--- TASK TO COMPLETE ---
Pull out every line below that contains the word "white".
START SUPPLIED RECORDS
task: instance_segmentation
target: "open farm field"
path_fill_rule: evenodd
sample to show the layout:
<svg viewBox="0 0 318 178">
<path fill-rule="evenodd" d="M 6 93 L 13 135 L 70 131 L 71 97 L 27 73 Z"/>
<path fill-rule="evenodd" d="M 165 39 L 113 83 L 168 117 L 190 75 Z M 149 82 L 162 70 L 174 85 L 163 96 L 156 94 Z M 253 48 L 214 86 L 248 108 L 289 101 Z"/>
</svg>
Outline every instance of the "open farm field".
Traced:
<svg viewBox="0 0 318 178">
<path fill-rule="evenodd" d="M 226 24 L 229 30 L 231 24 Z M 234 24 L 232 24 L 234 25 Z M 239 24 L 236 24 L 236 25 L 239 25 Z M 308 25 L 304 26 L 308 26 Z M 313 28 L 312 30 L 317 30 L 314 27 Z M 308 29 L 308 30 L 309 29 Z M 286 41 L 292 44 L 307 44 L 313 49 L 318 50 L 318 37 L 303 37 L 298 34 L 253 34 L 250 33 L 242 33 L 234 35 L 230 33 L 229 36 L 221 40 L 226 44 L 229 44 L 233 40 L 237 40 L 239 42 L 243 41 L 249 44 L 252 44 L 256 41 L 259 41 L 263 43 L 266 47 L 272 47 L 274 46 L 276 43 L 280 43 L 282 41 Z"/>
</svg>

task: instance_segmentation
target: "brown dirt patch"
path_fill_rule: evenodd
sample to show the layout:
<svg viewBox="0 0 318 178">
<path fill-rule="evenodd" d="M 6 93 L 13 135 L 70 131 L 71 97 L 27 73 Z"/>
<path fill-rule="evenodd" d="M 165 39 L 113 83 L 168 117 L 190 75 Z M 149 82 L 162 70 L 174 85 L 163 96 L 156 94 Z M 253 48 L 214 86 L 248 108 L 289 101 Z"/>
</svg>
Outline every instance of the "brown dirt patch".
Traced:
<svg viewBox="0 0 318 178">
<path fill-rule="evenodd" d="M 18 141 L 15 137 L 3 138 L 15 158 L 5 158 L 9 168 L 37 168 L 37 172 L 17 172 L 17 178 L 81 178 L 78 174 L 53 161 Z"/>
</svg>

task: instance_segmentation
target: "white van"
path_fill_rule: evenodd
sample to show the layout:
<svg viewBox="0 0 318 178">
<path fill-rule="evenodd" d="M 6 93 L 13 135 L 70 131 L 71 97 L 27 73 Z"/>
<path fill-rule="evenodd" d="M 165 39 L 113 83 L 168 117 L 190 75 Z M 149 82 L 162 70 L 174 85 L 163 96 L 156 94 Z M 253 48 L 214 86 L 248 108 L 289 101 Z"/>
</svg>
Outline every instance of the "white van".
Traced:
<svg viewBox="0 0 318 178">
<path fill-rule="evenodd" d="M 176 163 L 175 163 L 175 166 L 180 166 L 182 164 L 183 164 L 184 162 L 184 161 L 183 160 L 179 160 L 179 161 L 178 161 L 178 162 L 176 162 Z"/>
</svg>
END SUPPLIED RECORDS
--- RESULT FOR THIS TASK ---
target: "white van"
Outline every instance of the "white van".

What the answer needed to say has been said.